-- Short exercise --
Copy the items below word for word, starting at the line that contains "Question. Identify the man in" and ending with the last line of the items.

-- Data in this exercise --
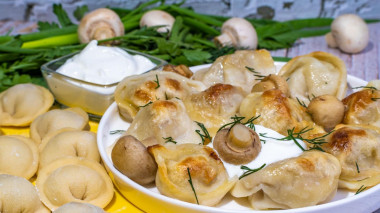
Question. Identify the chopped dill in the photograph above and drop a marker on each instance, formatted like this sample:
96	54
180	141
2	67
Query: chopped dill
361	189
206	138
119	131
169	140
249	170
191	184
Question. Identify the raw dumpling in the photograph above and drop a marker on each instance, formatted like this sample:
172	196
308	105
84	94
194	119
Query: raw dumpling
57	119
75	207
315	74
164	119
357	148
74	179
73	143
362	107
277	112
244	68
139	90
18	156
22	103
309	179
19	195
209	177
215	106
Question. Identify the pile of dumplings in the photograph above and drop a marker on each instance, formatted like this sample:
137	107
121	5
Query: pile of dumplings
169	113
60	152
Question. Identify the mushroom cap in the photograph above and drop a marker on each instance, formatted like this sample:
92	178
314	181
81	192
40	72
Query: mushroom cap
239	33
350	33
132	159
237	145
326	110
157	18
100	24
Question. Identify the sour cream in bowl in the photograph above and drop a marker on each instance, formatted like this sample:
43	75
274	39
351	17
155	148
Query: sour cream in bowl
88	79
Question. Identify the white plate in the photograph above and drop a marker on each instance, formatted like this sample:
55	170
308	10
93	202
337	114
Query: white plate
149	199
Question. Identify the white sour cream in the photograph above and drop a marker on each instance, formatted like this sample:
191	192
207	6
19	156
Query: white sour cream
104	65
272	150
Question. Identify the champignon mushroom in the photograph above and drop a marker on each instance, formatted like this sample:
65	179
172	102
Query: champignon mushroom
272	82
349	33
239	33
100	24
158	18
326	110
131	158
237	145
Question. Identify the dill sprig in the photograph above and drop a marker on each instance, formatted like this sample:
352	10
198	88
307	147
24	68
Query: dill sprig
249	170
206	138
119	131
361	189
191	184
169	140
150	102
157	82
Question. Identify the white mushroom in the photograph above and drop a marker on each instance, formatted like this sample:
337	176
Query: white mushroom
158	18
100	24
349	33
239	33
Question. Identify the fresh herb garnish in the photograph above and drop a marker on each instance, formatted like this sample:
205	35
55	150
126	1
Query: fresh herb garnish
169	140
191	184
119	131
206	138
150	102
157	82
361	189
249	170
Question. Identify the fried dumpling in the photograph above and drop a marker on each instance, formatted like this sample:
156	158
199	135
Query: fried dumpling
19	195
139	90
161	120
75	207
75	143
242	69
177	163
215	106
357	148
315	74
18	156
22	103
362	107
309	179
56	119
277	112
73	179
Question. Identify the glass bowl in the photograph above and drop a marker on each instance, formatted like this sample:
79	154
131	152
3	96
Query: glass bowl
91	97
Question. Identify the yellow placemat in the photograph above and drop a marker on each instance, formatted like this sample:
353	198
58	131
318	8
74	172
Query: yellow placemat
117	205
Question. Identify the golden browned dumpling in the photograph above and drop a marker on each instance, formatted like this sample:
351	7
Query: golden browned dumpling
244	68
139	90
362	107
208	175
22	103
58	119
277	112
74	179
19	195
357	148
18	156
309	179
215	106
75	207
315	74
161	120
75	143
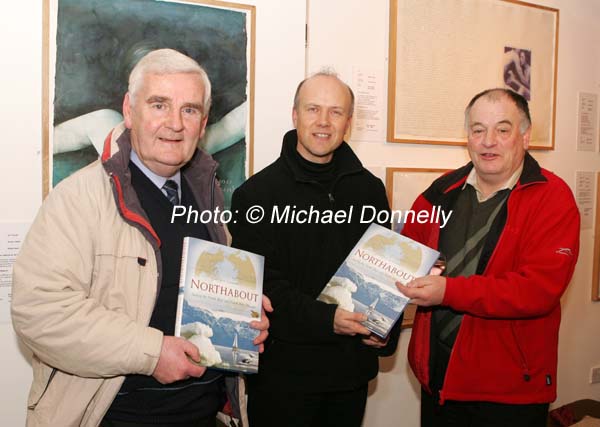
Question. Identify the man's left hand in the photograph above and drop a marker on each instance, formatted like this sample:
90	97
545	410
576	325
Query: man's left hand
263	325
425	291
375	341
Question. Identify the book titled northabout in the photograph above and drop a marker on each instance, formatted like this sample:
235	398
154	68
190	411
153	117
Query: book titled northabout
366	280
220	293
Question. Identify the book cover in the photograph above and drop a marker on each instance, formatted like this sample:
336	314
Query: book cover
366	280
220	292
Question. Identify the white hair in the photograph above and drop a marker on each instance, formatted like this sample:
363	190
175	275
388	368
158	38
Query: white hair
168	61
327	72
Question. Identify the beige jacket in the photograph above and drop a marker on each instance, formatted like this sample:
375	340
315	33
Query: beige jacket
85	284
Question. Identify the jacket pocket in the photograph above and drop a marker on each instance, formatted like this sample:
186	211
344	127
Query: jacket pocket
521	352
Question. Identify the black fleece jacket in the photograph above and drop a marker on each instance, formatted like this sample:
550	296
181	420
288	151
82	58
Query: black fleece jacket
302	352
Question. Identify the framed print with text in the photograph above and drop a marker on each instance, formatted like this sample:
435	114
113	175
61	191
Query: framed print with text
479	44
90	47
596	257
403	186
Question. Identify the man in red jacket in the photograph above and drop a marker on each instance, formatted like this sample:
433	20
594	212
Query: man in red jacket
485	339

-- Output of the exercise --
Question. Identify the man in red jacket in the photograph above and drop a marker on each instance, formatted like this sample:
433	20
594	212
Query: man in red jacket
485	339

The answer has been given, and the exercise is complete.